Your task:
Print out the entries below with no edits.

Data listing
• • • • • • •

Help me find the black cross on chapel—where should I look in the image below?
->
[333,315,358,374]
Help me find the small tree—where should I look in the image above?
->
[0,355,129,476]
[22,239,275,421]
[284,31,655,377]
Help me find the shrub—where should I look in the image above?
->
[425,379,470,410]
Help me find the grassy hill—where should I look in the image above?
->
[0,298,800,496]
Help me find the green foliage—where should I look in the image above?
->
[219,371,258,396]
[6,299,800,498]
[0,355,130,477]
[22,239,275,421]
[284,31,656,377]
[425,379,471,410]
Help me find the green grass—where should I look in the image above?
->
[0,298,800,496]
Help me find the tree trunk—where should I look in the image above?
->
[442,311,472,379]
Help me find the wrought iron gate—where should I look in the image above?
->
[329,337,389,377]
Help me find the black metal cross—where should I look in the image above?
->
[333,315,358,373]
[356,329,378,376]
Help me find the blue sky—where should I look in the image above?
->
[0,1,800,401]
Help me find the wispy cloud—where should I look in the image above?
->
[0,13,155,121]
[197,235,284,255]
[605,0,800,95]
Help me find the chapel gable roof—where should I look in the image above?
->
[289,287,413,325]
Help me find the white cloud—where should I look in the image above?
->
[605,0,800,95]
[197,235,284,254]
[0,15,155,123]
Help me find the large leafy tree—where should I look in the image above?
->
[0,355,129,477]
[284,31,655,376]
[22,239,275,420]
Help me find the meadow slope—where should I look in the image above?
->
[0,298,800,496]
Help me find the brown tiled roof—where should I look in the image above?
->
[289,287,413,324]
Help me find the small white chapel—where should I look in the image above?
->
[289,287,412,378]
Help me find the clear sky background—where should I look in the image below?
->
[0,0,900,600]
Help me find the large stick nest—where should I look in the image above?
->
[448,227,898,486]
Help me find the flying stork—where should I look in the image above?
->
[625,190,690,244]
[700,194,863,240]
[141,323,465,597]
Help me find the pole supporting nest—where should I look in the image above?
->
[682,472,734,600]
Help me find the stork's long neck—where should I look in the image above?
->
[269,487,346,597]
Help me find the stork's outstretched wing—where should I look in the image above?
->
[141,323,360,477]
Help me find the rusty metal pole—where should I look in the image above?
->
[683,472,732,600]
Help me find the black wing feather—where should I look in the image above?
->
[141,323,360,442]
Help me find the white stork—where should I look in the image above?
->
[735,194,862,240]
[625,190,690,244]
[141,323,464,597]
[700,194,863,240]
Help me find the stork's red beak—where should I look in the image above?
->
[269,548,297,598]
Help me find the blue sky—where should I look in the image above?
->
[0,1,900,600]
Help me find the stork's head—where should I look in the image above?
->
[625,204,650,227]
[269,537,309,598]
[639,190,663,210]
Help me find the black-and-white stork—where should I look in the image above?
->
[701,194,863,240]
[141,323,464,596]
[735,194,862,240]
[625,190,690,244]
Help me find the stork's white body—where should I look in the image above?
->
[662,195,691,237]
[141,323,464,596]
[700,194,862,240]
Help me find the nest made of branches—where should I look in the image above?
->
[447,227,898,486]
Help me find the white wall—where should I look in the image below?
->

• • • • • • •

Solution to this exercise:
Help me find the black cross on chapel—where should I look in the image below?
->
[333,315,358,374]
Help me find the small tree—where should I look in the image above?
->
[0,355,129,476]
[22,239,275,421]
[284,31,655,377]
Help me find the shrub—where should I look in the image above?
->
[425,379,470,410]
Help me find the grassy hill—where should I look in the image above?
->
[0,298,800,496]
Help me find the green foliage—where should I look in the image above?
->
[219,371,258,396]
[6,299,800,498]
[0,355,130,477]
[22,239,275,421]
[284,31,656,377]
[425,379,471,410]
Help me find the green grass—where should I look in the image above?
->
[0,298,800,496]
Help me find the tree trunk—where should I look in the image above?
->
[442,311,472,379]
Help me find the wrought iron gate—where should I look in the image above?
->
[329,337,389,377]
Help me find the black metal cross—where should I look in the image above?
->
[333,315,358,373]
[356,329,378,376]
Help me find the blue sky—where should I look in the image above?
->
[0,1,800,401]
Help me find the wispy cloud—where should I look in the image above?
->
[0,13,155,121]
[197,235,284,255]
[605,0,800,95]
Help me find the chapel gable roof—where should I look in the image above?
->
[289,287,413,325]
Help me find the white cloud—where should I look in the image above?
->
[605,0,800,95]
[197,235,284,254]
[0,15,155,123]
Help me find the large leafy tree—where should I look in the image above?
->
[0,355,129,477]
[284,31,655,376]
[22,239,275,420]
Help me find the meadow slope—where should I look in the image above?
->
[0,298,800,496]
Help me find the brown tiled roof—where should I look in the image above?
->
[289,287,413,324]
Help me find the small white chapel—where should I look in the image above?
->
[289,287,412,378]
Help me find the clear sky background—where should I look in the image below?
->
[0,0,900,600]
Help me find the large stick nest—where should I look in the image above?
->
[448,227,898,486]
Help me find the flying stork—where should I look in the image above?
->
[625,190,690,244]
[700,194,863,240]
[141,323,465,597]
Help me find the pole supporting nest—where should I look in the image above?
->
[682,472,734,600]
Help me find the stork's long neck—where should I look in the image above?
->
[269,487,346,597]
Help me find the stork's outstretched wing—where should I look in the image above?
->
[141,323,360,477]
Help me find the rusty metal pole—where should I look in the image above?
->
[683,472,732,600]
Help me find the black wing feather—where should I look in the image above?
->
[141,323,360,442]
Help me find the white stork—where should I look in the image above?
->
[735,194,862,240]
[625,190,690,244]
[141,323,464,597]
[700,194,863,240]
Help me find the stork's red beak—where should I look in the image above?
->
[269,548,297,598]
Help me find the blue sky—where should I look in the image above?
->
[0,1,900,600]
Help me find the stork's head—where should I look in the image above?
->
[625,204,650,227]
[269,537,309,598]
[639,190,663,210]
Help me find the black-and-white stork—where should I look in the image above?
->
[701,194,863,240]
[141,323,464,596]
[735,194,862,240]
[625,190,690,244]
Help me find the stork's white body—where should I look in the image above?
->
[662,195,691,237]
[141,323,464,596]
[700,194,862,240]
Help me find the nest made of branches—where should I look in the image above?
->
[447,227,898,486]
Help me find the white wall—where should I look in the image below?
->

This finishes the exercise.